* **Task objective**
Output the line containing "Tag one point on each instance of the white" and all subsequent lines of the listing below, copied exactly, with no other lines.
======== Records provided ========
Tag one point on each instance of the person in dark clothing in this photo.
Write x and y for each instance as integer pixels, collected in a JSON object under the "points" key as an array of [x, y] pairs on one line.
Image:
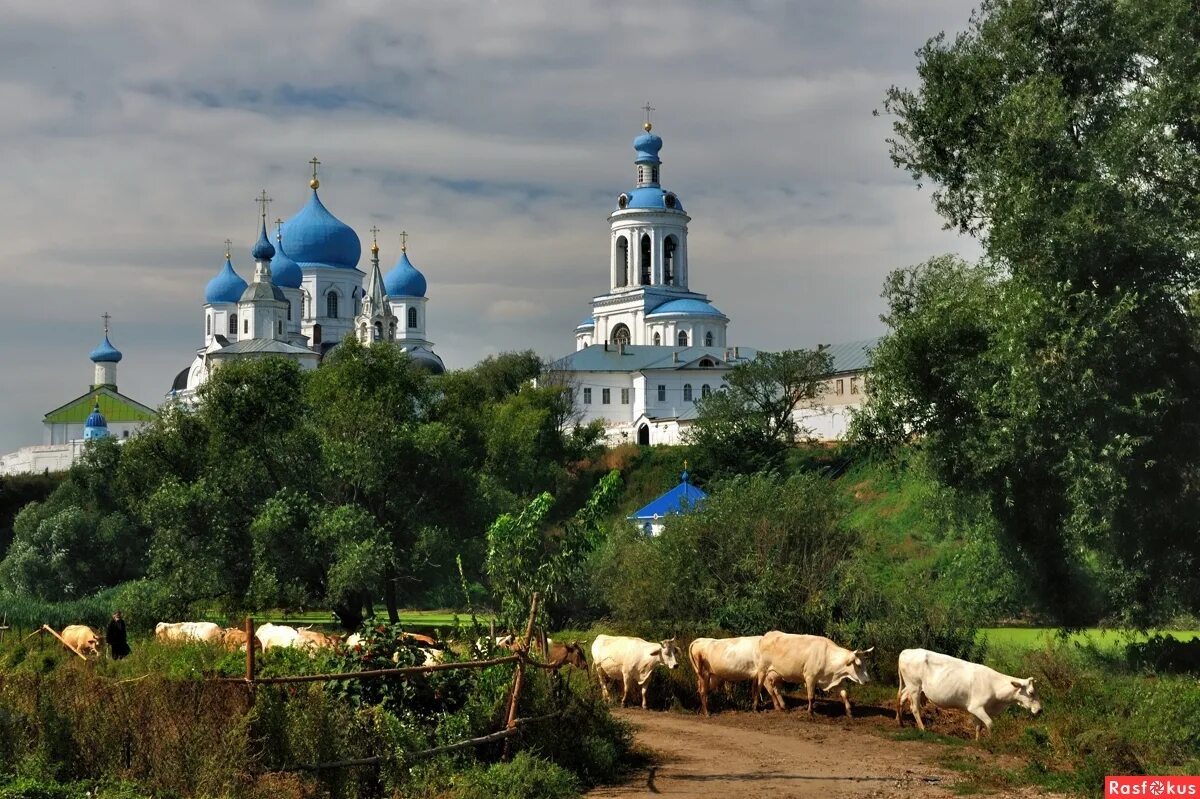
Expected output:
{"points": [[118, 642]]}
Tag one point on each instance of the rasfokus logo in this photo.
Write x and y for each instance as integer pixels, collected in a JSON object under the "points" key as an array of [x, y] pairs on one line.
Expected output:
{"points": [[1151, 786]]}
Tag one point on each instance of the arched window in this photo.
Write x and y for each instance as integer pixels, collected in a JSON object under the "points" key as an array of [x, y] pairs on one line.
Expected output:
{"points": [[646, 259], [622, 260]]}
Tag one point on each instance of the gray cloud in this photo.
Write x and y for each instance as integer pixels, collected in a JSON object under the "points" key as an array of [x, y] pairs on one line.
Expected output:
{"points": [[496, 133]]}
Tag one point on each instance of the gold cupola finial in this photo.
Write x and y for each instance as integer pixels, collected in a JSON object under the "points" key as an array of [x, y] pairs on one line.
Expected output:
{"points": [[648, 125]]}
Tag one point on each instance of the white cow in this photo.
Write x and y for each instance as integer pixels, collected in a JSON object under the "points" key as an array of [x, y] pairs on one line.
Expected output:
{"points": [[631, 661], [725, 660], [953, 683], [813, 660], [189, 631], [277, 635]]}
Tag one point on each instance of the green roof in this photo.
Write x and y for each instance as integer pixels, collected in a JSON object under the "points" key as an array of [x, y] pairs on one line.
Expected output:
{"points": [[115, 407]]}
========
* **Output**
Tag one point on each instance of the white cow in this photo.
Write x and y for each instance as integer pixels, collected in a JSON object under the "points" key as an array of [x, y] pairs on one line.
Expected output:
{"points": [[631, 661], [725, 660], [953, 683], [813, 660], [189, 631], [277, 635]]}
Tag one point on each instance of the green roof in this photo.
Write x and y for each instance as integer pixels, collected in a JSON object under the "points" key as an array of [x, y] pairs on one line.
Expected output:
{"points": [[115, 407]]}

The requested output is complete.